### [WHAT THE TASK ASKS]
List each line of the records below that contains the string "floor". The match is case-sensitive.

### [LISTING]
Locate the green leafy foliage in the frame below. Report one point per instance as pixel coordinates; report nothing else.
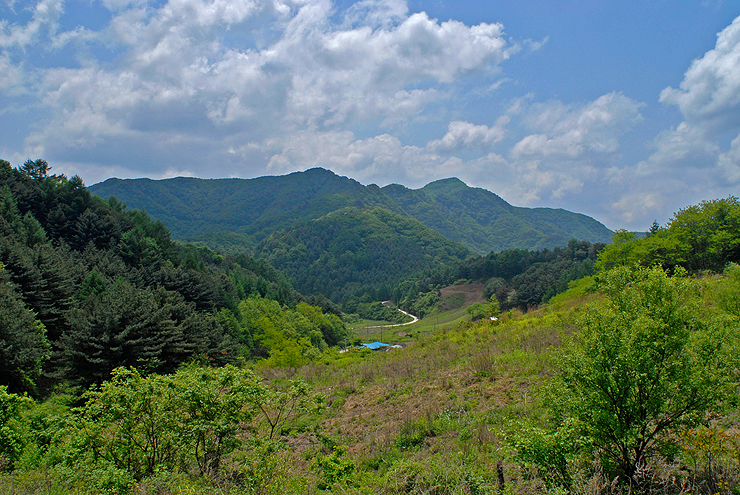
(644, 367)
(516, 278)
(23, 344)
(103, 287)
(351, 252)
(237, 214)
(697, 238)
(11, 436)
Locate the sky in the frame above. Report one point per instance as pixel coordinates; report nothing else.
(626, 111)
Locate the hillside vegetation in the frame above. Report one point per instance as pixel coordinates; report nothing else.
(214, 210)
(88, 286)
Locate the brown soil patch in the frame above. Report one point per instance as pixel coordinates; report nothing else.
(473, 292)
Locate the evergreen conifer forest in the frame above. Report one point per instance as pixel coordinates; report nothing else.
(134, 363)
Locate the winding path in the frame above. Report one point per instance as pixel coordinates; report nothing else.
(414, 320)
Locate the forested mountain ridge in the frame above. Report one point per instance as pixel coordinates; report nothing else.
(483, 222)
(87, 286)
(243, 212)
(192, 208)
(352, 252)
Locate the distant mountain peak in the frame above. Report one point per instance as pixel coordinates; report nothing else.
(474, 217)
(445, 186)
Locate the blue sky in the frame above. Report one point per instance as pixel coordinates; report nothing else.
(623, 110)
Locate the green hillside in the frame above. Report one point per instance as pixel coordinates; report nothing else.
(483, 222)
(355, 251)
(212, 211)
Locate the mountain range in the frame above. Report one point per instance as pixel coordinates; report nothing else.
(240, 214)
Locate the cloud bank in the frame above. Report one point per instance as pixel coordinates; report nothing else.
(218, 88)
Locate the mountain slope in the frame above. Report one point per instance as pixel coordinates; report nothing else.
(240, 213)
(354, 251)
(483, 222)
(192, 208)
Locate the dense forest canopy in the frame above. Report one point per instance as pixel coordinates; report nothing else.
(237, 214)
(89, 285)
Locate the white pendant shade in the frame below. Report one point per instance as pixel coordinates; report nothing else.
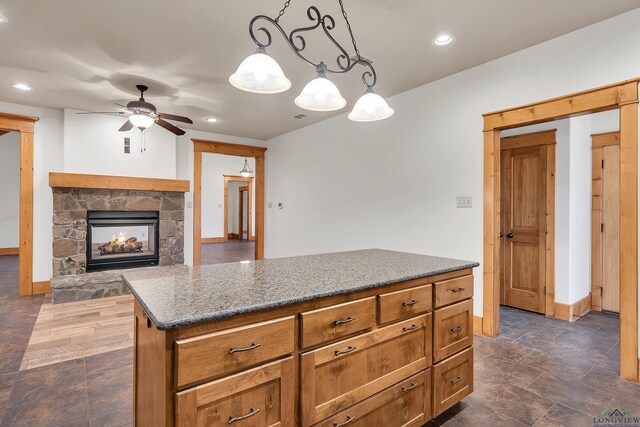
(141, 121)
(370, 107)
(260, 73)
(320, 94)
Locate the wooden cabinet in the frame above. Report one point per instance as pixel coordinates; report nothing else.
(391, 356)
(339, 375)
(452, 329)
(452, 381)
(406, 404)
(403, 304)
(206, 356)
(454, 290)
(262, 396)
(330, 323)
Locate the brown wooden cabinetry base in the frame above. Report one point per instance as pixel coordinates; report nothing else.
(392, 356)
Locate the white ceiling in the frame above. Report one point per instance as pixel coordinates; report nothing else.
(88, 54)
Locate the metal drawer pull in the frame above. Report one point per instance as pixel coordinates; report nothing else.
(349, 419)
(238, 350)
(348, 350)
(456, 380)
(411, 387)
(411, 328)
(243, 417)
(347, 320)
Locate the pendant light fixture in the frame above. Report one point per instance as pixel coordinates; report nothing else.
(246, 169)
(259, 73)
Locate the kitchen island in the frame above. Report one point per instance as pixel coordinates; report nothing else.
(366, 338)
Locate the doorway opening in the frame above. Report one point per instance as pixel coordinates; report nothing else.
(228, 207)
(622, 97)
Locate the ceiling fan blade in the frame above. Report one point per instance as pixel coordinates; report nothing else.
(176, 118)
(102, 112)
(171, 128)
(127, 126)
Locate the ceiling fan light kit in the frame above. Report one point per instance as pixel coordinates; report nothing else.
(259, 73)
(143, 115)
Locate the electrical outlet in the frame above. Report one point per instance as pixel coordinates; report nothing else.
(464, 201)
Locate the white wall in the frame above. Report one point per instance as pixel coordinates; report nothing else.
(580, 208)
(92, 144)
(10, 190)
(344, 184)
(48, 157)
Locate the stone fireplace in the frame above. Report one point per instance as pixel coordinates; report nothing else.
(97, 229)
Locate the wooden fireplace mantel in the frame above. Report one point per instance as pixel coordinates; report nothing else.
(108, 182)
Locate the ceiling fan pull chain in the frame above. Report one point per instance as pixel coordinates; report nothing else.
(286, 5)
(353, 39)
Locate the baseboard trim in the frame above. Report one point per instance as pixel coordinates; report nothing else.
(569, 312)
(212, 239)
(9, 251)
(477, 325)
(42, 287)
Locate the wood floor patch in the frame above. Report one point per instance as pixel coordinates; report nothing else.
(79, 329)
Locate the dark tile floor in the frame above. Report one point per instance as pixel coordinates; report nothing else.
(545, 372)
(540, 371)
(232, 251)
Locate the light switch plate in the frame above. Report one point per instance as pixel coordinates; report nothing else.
(464, 201)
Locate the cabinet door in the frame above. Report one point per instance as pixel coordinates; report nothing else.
(340, 375)
(260, 397)
(406, 404)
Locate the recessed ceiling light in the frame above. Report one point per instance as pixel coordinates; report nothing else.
(22, 86)
(443, 40)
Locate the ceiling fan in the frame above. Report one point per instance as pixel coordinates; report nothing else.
(143, 114)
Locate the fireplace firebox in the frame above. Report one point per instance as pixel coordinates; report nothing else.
(122, 239)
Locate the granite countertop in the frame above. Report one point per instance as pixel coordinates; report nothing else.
(179, 296)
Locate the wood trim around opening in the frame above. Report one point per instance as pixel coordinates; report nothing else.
(9, 251)
(204, 146)
(227, 180)
(622, 96)
(26, 126)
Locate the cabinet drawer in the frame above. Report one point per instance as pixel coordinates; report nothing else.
(330, 323)
(453, 290)
(452, 329)
(262, 396)
(340, 375)
(210, 355)
(406, 404)
(402, 304)
(452, 381)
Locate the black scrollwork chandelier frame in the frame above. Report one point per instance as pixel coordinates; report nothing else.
(296, 41)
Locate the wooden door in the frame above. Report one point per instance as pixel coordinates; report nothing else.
(605, 255)
(523, 224)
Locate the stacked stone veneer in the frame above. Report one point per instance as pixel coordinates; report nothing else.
(70, 208)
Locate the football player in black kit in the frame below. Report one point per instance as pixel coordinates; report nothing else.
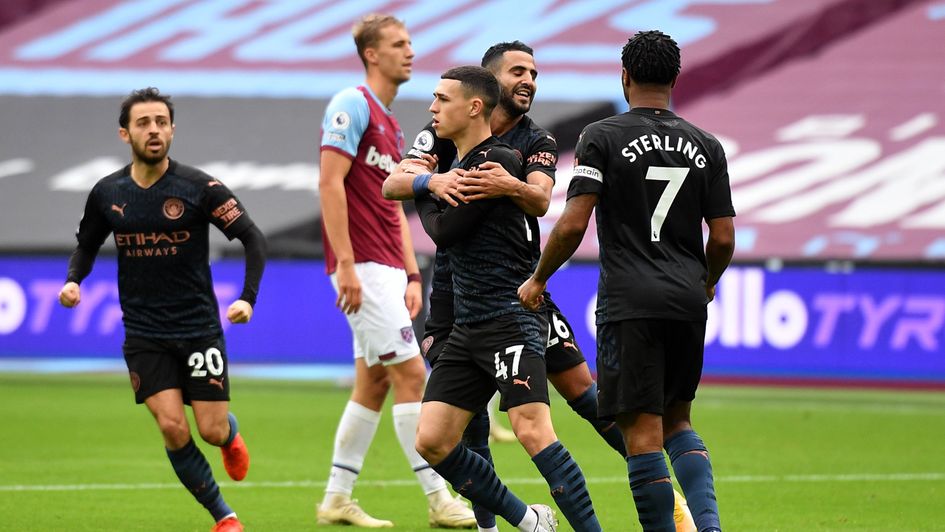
(654, 178)
(513, 64)
(159, 211)
(494, 343)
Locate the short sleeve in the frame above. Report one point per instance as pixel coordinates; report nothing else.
(94, 227)
(718, 201)
(428, 143)
(542, 156)
(589, 165)
(224, 210)
(346, 119)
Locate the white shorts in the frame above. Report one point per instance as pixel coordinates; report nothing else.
(382, 329)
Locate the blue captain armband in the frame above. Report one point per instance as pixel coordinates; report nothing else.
(420, 185)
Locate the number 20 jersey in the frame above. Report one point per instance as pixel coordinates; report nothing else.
(657, 177)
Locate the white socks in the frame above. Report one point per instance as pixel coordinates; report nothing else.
(406, 417)
(352, 439)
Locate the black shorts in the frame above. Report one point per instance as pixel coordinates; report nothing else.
(645, 365)
(434, 339)
(563, 352)
(196, 366)
(504, 354)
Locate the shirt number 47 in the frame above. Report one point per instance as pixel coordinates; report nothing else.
(501, 369)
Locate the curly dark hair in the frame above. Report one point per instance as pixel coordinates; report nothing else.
(651, 57)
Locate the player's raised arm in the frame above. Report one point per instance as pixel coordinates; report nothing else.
(92, 232)
(334, 203)
(254, 249)
(413, 296)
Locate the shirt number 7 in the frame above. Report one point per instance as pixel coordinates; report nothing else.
(674, 178)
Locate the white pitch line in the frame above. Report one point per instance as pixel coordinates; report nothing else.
(859, 477)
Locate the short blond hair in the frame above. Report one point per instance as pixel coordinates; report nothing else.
(367, 31)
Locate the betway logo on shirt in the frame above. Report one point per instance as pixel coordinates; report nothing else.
(383, 161)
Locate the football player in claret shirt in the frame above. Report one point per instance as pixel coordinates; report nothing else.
(654, 179)
(159, 212)
(369, 255)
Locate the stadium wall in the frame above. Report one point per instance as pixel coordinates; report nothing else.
(866, 326)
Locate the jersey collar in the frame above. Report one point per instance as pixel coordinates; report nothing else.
(652, 111)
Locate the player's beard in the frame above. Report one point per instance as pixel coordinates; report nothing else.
(512, 107)
(143, 154)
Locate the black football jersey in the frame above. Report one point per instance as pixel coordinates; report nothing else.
(490, 247)
(657, 177)
(538, 149)
(162, 236)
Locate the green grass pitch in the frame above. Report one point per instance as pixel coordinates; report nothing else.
(76, 454)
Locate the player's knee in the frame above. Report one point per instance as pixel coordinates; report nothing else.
(174, 429)
(430, 447)
(534, 436)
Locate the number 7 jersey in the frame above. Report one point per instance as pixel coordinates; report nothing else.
(657, 178)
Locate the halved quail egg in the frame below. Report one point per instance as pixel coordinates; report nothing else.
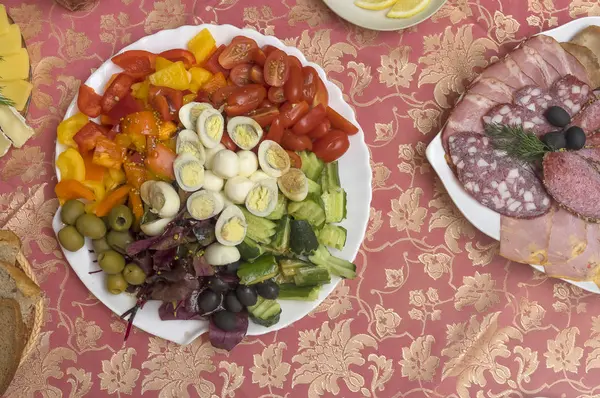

### [WRITTEN REPLY]
Locate the wood floor patch in the frame above. Report one point per instance as pixel coordinates; report nothing else.
Locate the dark tile floor in the frame above. Report one point per instance as pixel coordinates; report nothing else.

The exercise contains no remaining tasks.